Quoted passage ▸
Monday, March 28, 2011

Christmas in Mendoza and the Gift of Girlfriends

I booked a hostel online which is something I don’t normally do. I was paranoid I wouldn’t find anything decent for Christmas as well as the fact that I was dying from the heat of this country and needed a hostel with a pool. My anxiety of being alone for Christmas however took over and I ended up following a really nice English girl to her hostel which lacked in the pool department. She was cool, we got along well and I didn’t have a down payment on the other hostel so I figured why not spend Christmas with her.

I soon met friends of hers that she had met in Bolivia a Scottish girl, an English girl and a Belgium girl. We added an American guy to our mix who became the token male in our girl chats. I was feeling in good spirits again I was surrounded by a group of independent single traveling girls around my age which I was discovering harder to find as most travellers seem to be 5-8 years younger than me now.

This is the one thing I really miss when I am traveling; my group of girlfriends. The girlfriend bond is a very important one to have in our lives and we are very lucky we are able to have this type of relationship. Men’s relationship with other men usually revolve around an activity, it’s not too often that they will sit up all night sharing hopes, fears, and dreams with another mate over a case of beer.

Our girlfriends are reflections of who we are, they will be an understanding ear, a comrade in retail therapy, and they are honest and will give insight. Having a girlfriend makes you feel loved. It doesn’t matter if you are single or if you are having family problems, girlfriends provide you with love and support. As well with true friends no time or distance will ever affect that bond.

You can be an independent traveller who is able to make friends at every hostel or you can be traveling with your boyfriend who is always there for you but in the end something is always going to be missing, we need our girl time. I was very grateful to be able to spend my Christmas with a fantastic bunch of girlfriends. I had just met them but we got along right away and soon enough we were saying cheers to being single, independent women traveling the world and dishing our men stories.

Christmas is celebrated December 24 in Latin America so our chain of hostels put on a Christmas party. We didn’t have the traditional turkey and stuffing that comes from our countries but it was a nice meal with lots of Argentinean wine. They had a DJ playing pop, funk and reggeaton and gave out masks and shakers. This wasn’t enough entertainment for us so we decided to do the typical girl’s night out thing and make up dares. Ok I admit this is more like a typical 16 year old girl’s night out but I have never claimed to be mature. Fireworks went off at midnight while we saw how many Brazilian nipples we could lick... unfortunately they were all prawns.

I have never liked how commercial Christmas is and that’s why I can handle being away from home for it for the last few years but the one thing I do like about the concept of Christmas is being around people you love. Friends really are a better gift than anything else and I was happy to have the gift of girlfriends on this Christmas.

Jaded Travellers

I was back to my indecision and lack of direction, somehow I ended up on a bus to Salta, why the heck was I going to Salta which is North of Cafayate when I was trying to get south to Mendoza? I was in search of a random adventure but the reality was I didn’t have time for a random adventure. My friend from Tucuman had to return back home so he could work on his music so I was left hanging in Cafayate on my own. A town which I had adored but all of a sudden I was alone again so when a German guy told me he wanted to further north to a place he would have to hitch hike to get to I decided to join. This was my chance for a crazy adventure hitch hiking around South America. I always liked the idea of hitch hiking but knew I would only do it with a guy.

Referring expression data
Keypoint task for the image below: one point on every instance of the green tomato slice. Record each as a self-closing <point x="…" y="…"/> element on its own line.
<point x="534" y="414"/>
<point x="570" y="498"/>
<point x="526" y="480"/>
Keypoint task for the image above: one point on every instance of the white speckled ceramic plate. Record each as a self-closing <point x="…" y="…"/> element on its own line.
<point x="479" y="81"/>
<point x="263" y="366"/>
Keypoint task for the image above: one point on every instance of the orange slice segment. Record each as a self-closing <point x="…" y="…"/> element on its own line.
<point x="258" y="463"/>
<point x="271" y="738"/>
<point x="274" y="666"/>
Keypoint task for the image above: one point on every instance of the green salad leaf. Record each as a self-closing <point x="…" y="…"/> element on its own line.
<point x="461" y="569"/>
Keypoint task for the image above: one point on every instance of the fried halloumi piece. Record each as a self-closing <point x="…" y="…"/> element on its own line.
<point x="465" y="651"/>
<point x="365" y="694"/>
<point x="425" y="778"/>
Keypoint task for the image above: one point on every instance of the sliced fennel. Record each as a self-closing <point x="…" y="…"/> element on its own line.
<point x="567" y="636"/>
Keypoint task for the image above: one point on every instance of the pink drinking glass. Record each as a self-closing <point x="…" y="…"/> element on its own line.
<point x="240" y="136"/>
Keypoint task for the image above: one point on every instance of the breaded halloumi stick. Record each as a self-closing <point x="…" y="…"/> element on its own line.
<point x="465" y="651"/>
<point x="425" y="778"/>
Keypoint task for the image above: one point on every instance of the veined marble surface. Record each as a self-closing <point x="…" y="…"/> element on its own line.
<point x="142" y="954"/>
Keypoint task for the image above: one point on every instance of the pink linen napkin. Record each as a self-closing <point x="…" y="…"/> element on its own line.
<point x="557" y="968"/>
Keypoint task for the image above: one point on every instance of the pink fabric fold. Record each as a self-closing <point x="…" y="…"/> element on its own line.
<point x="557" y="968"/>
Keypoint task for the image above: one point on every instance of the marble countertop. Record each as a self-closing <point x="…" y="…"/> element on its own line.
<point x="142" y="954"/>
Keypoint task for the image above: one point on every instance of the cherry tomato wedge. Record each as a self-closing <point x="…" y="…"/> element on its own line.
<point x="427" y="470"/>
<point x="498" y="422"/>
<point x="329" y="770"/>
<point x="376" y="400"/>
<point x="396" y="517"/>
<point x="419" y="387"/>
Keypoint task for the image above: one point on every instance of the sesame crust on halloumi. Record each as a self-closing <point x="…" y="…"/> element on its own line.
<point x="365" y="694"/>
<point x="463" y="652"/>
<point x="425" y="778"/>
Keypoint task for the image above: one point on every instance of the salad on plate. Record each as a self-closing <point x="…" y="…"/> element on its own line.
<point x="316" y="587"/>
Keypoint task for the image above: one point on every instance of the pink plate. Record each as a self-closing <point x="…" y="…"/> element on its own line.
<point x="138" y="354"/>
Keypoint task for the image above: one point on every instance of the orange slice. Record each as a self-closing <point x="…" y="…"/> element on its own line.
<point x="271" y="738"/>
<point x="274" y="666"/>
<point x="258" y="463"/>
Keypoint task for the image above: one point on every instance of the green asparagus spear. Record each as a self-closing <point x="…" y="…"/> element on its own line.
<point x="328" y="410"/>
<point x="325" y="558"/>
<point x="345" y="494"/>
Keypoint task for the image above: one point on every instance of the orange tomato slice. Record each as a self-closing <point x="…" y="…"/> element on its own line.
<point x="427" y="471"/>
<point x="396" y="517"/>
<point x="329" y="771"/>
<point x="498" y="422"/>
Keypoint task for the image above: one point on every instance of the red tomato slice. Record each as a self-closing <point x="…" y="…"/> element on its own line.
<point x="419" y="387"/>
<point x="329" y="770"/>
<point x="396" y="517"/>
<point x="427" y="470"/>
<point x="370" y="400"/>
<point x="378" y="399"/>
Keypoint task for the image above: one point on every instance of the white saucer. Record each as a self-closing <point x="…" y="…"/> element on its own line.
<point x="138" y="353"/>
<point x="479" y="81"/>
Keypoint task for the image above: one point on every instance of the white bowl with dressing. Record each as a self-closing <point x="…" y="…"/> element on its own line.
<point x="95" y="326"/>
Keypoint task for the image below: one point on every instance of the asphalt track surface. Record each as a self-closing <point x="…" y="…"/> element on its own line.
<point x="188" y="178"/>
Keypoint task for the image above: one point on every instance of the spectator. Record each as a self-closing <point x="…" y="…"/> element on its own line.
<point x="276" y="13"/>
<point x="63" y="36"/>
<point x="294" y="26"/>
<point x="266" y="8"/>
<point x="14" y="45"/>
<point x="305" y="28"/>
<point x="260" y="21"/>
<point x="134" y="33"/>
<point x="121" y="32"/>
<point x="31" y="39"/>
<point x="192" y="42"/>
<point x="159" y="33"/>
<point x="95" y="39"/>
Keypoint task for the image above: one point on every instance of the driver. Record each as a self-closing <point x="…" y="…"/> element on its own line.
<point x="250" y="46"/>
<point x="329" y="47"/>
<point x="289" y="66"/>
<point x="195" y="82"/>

Problem ▸
Copy the blog post about Christmas in Mendoza word for word, starting at "This is the" and ending at "affect that bond.".

Output ▸
This is the one thing I really miss when I am traveling; my group of girlfriends. The girlfriend bond is a very important one to have in our lives and we are very lucky we are able to have this type of relationship. Men’s relationship with other men usually revolve around an activity, it’s not too often that they will sit up all night sharing hopes, fears, and dreams with another mate over a case of beer.

Our girlfriends are reflections of who we are, they will be an understanding ear, a comrade in retail therapy, and they are honest and will give insight. Having a girlfriend makes you feel loved. It doesn’t matter if you are single or if you are having family problems, girlfriends provide you with love and support. As well with true friends no time or distance will ever affect that bond.